→ **Exercise objective**: Set down every entry again word for word, please, but skip the pictures.

→ **Data for this exercise**:
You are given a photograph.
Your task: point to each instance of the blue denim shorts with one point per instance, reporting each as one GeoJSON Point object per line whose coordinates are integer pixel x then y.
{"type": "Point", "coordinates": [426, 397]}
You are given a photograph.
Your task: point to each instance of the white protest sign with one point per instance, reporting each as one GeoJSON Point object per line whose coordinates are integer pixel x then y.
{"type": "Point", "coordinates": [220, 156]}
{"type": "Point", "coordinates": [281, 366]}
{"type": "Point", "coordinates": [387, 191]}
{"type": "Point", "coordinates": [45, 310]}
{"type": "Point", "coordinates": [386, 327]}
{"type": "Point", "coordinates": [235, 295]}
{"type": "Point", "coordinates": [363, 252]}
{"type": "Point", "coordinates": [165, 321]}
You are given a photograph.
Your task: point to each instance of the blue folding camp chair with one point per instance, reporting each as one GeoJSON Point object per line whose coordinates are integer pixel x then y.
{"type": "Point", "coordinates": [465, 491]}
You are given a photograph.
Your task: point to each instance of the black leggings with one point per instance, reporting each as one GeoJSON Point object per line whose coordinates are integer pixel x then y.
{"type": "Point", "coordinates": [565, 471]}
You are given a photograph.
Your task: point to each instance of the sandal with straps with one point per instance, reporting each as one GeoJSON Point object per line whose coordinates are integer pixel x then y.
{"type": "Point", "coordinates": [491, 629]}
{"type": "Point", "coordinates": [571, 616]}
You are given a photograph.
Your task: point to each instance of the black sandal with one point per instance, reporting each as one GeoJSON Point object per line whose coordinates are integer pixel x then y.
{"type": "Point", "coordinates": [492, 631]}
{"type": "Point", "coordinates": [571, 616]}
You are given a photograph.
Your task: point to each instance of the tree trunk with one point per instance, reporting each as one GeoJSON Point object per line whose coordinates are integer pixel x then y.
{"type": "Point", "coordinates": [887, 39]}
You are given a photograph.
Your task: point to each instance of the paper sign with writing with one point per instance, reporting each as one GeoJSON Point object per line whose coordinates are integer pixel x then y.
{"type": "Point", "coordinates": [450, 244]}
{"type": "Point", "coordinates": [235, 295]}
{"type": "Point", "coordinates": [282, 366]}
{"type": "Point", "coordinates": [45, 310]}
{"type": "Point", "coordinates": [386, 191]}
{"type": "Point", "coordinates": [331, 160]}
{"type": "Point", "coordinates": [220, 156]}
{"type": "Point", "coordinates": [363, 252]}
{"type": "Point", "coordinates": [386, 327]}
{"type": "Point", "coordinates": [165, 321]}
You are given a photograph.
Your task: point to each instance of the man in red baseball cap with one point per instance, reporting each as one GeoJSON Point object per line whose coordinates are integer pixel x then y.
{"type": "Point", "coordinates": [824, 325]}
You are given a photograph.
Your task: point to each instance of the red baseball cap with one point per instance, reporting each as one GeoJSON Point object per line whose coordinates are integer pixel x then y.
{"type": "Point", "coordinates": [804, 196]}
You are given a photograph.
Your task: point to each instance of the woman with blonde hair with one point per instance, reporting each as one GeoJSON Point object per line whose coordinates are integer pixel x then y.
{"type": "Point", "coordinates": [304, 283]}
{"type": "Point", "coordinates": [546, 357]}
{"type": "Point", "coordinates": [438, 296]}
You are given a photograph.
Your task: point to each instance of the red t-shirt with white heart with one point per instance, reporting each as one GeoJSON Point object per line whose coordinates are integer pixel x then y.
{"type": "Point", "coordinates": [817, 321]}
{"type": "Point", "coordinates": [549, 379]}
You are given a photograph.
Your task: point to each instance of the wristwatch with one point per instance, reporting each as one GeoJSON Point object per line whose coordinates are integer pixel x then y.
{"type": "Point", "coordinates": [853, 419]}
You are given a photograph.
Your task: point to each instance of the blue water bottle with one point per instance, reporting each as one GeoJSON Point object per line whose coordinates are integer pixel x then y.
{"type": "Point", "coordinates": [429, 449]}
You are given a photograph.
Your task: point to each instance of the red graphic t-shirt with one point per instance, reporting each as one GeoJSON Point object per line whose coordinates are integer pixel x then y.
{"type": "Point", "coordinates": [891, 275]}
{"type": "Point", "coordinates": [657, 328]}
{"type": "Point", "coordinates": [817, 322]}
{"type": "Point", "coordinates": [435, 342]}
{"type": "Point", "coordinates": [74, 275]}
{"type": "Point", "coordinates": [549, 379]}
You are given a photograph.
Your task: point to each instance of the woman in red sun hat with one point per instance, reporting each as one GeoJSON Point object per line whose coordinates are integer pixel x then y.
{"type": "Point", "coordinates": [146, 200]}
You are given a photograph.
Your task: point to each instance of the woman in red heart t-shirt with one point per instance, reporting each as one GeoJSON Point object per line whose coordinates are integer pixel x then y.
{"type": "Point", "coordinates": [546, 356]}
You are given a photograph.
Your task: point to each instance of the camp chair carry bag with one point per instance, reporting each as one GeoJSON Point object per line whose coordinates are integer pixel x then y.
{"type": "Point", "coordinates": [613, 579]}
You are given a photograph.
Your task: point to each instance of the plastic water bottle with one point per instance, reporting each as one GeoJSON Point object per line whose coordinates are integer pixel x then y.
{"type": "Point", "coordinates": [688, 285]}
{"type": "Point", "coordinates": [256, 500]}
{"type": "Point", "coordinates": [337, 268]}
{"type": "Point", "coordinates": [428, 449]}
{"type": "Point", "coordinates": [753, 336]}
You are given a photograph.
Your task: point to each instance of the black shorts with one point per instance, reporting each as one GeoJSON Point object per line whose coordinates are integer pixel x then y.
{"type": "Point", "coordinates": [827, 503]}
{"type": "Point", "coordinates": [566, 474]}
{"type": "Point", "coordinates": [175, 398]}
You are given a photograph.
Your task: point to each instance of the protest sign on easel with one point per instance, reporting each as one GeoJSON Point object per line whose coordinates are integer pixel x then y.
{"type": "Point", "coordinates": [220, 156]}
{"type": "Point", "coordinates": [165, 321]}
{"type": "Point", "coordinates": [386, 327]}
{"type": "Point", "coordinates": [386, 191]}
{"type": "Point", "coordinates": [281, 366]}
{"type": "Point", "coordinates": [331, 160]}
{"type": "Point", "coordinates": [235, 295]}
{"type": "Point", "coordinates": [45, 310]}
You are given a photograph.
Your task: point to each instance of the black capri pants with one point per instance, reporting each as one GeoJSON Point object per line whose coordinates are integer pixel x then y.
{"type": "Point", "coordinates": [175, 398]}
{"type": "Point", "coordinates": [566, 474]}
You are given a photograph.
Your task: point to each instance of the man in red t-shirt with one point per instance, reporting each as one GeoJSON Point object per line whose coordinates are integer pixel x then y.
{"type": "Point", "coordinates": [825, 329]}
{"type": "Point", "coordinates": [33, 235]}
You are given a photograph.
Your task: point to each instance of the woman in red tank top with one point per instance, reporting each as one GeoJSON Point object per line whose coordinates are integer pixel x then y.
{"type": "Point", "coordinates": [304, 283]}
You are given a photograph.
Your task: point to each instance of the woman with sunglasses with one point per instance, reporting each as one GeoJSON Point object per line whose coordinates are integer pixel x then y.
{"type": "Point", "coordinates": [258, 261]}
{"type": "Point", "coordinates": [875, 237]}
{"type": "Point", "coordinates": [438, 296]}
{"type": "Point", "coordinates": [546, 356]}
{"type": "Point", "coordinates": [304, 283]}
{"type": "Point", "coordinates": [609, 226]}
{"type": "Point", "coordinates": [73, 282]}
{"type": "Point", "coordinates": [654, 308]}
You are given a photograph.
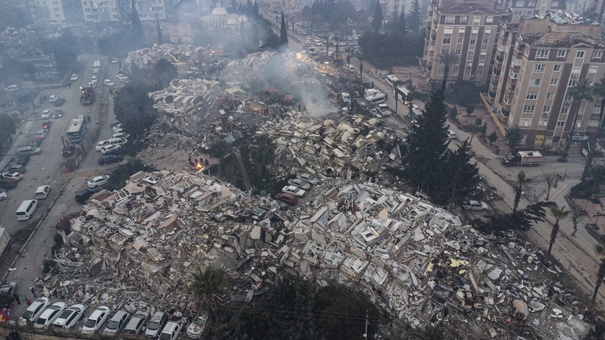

→ **Solved exercise**:
You are given a photograph.
Your task: point to each instance of the blue denim shorts with one point per instance, reporting each as one GeoJSON Point object per line whose coordinates are integer pixel x then y.
{"type": "Point", "coordinates": [426, 397]}
You are given a photograph.
Your task: point to each instance of the white protest sign with one point per instance, reporting each as one GeoJSON Point object per line whose coordinates are integer pixel x then y.
{"type": "Point", "coordinates": [220, 156]}
{"type": "Point", "coordinates": [281, 366]}
{"type": "Point", "coordinates": [387, 191]}
{"type": "Point", "coordinates": [45, 310]}
{"type": "Point", "coordinates": [386, 327]}
{"type": "Point", "coordinates": [235, 295]}
{"type": "Point", "coordinates": [363, 252]}
{"type": "Point", "coordinates": [165, 321]}
You are given a photograph.
Your task: point to each instance of the blue folding camp chair with one point per instance, reporting each as one GeoJSON Point object per line whose coordinates are integer pixel x then y.
{"type": "Point", "coordinates": [465, 491]}
You are given a photograph.
Your task: point to each instance of the black leggings with one point per instance, reporting each as one GeoJSON Point object per line whose coordinates are integer pixel x then y.
{"type": "Point", "coordinates": [565, 471]}
You are given a photograph.
Your task: point to each instance of the sandal with straps with one point per instance, reporting each as one GeoJSON Point object per line whose coordinates are integer pixel x then y.
{"type": "Point", "coordinates": [491, 629]}
{"type": "Point", "coordinates": [571, 616]}
You are given a photograph.
Your task: point to each instance of the black sandal with one point per instance, reporting each as one GeoJSON Point object per line whose coordinates are integer pixel x then y.
{"type": "Point", "coordinates": [492, 631]}
{"type": "Point", "coordinates": [571, 616]}
You are given a photograph.
Your task: point to each instance of the tree trunk with one point per instance, reporting each as one GeoJSON Point object per line whose coordinates are integer pixel x then y.
{"type": "Point", "coordinates": [887, 39]}
You are given a photograph.
Your task: point to each instance of the paper sign with writing with one point per instance, reporting each as one GeoJSON Point object per line whose coordinates are integer pixel x then y.
{"type": "Point", "coordinates": [450, 244]}
{"type": "Point", "coordinates": [235, 295]}
{"type": "Point", "coordinates": [282, 366]}
{"type": "Point", "coordinates": [45, 310]}
{"type": "Point", "coordinates": [386, 191]}
{"type": "Point", "coordinates": [331, 160]}
{"type": "Point", "coordinates": [220, 156]}
{"type": "Point", "coordinates": [363, 252]}
{"type": "Point", "coordinates": [386, 327]}
{"type": "Point", "coordinates": [165, 321]}
You are given a photograph.
Your task: point to each instance of the man in red baseball cap with one point per instance, reporting each as one GeoJSON Point object per line whose coordinates are integer pixel x then y.
{"type": "Point", "coordinates": [824, 325]}
You are given a photograph.
Your task: point to each instance of the red baseball cap with one point per instance, reporting each as one GeoJSON Point object per line whose coordinates are integer pixel x then y.
{"type": "Point", "coordinates": [804, 196]}
You are given a photograph.
Your task: point to each instance of the woman with blonde hair with one point per instance, reporting each as one GeoJSON Point object per line whose coordinates are integer pixel x then y.
{"type": "Point", "coordinates": [304, 283]}
{"type": "Point", "coordinates": [546, 357]}
{"type": "Point", "coordinates": [438, 296]}
You are given a photograph.
Your task: point to each instance of the red t-shirt with white heart with one point per instance, reporting each as one GeoJSON Point object per line whose coordinates are integer pixel x then y.
{"type": "Point", "coordinates": [817, 321]}
{"type": "Point", "coordinates": [549, 379]}
You are given a photograph.
Your task: point to each instance of the wristwatch with one point per instance, reporting each as one GeoJSON Point object per line whose coordinates are integer pixel x then y.
{"type": "Point", "coordinates": [853, 419]}
You are given a photograph.
Your task: point to each instance of the blue water bottle with one point per instance, reporting each as one GeoJSON Point object per line whose coordinates are integer pixel x then y.
{"type": "Point", "coordinates": [429, 449]}
You are given a photograph.
Your task: point to each instance of the red graphic t-shirt with one point per instance, reporting each as one GeoJSON Point object per line whose coordinates are integer pixel x then y.
{"type": "Point", "coordinates": [891, 275]}
{"type": "Point", "coordinates": [657, 328]}
{"type": "Point", "coordinates": [817, 322]}
{"type": "Point", "coordinates": [435, 342]}
{"type": "Point", "coordinates": [74, 275]}
{"type": "Point", "coordinates": [549, 379]}
You are given a photograph.
Your task: point to each instance of the woman in red sun hat with one point per instance, reporting each as one GeoJSON Point object per line whose coordinates are integer pixel x then y.
{"type": "Point", "coordinates": [146, 200]}
You are given a photograph.
Your task: point to each instance of the woman in red heart t-shirt with one point per instance, reporting each as one GeoJSON Point object per line whose coordinates are integer pixel x then y.
{"type": "Point", "coordinates": [546, 356]}
You are given a photograph.
Your task: point to each instance of the camp chair carry bag with one point per instance, reporting each as one GeoJSON Point object per line whose coordinates are integer pixel x then y.
{"type": "Point", "coordinates": [613, 579]}
You are given a photograph.
Your task: point to each instance of the plastic water bottle with one point per instance, reporting each as one GeoJSON Point object per line whose coordinates are integer pixel x then y.
{"type": "Point", "coordinates": [688, 285]}
{"type": "Point", "coordinates": [256, 500]}
{"type": "Point", "coordinates": [337, 268]}
{"type": "Point", "coordinates": [428, 449]}
{"type": "Point", "coordinates": [753, 336]}
You are given a photograph.
Your task: point to each instance of the black shorts with one point per instance, reporting each as one GeoJSON Point object per line whose coordinates are integer pixel x then y.
{"type": "Point", "coordinates": [827, 503]}
{"type": "Point", "coordinates": [566, 474]}
{"type": "Point", "coordinates": [175, 398]}
You are given a photograph.
Your task: point to each instance of the protest sign on easel with one point per instance, reporting each as one GeoJSON Point object per line whose coordinates are integer pixel x then y.
{"type": "Point", "coordinates": [220, 156]}
{"type": "Point", "coordinates": [165, 321]}
{"type": "Point", "coordinates": [386, 327]}
{"type": "Point", "coordinates": [386, 191]}
{"type": "Point", "coordinates": [281, 366]}
{"type": "Point", "coordinates": [331, 160]}
{"type": "Point", "coordinates": [235, 295]}
{"type": "Point", "coordinates": [45, 310]}
You are given a photograph.
Your task: point to each instance of the black capri pants with one point per instance, reporting each as one GeoJSON Point object per line whose coordinates are integer pixel x then y.
{"type": "Point", "coordinates": [175, 398]}
{"type": "Point", "coordinates": [566, 474]}
You are given a photograph.
Your task: point to each instance of the man in red t-shirt with one point per instance, reporting each as one GeoJSON Point object per line whose coordinates are integer pixel x then y.
{"type": "Point", "coordinates": [825, 329]}
{"type": "Point", "coordinates": [33, 235]}
You are given a photograph.
Your task: point to each instance of the woman in red tank top with one point per instance, reporting each as one GeoJSON Point object per line whose coordinates are integer pixel x then y.
{"type": "Point", "coordinates": [304, 283]}
You are given a photograph.
Your task: point to each instance of the woman with sunglasses with one point per instance, reporting each as one GeoJSON Point object per line whose coordinates are integer pixel x then y.
{"type": "Point", "coordinates": [258, 261]}
{"type": "Point", "coordinates": [875, 237]}
{"type": "Point", "coordinates": [438, 296]}
{"type": "Point", "coordinates": [546, 356]}
{"type": "Point", "coordinates": [304, 283]}
{"type": "Point", "coordinates": [609, 226]}
{"type": "Point", "coordinates": [73, 282]}
{"type": "Point", "coordinates": [654, 308]}
You are given a photograph.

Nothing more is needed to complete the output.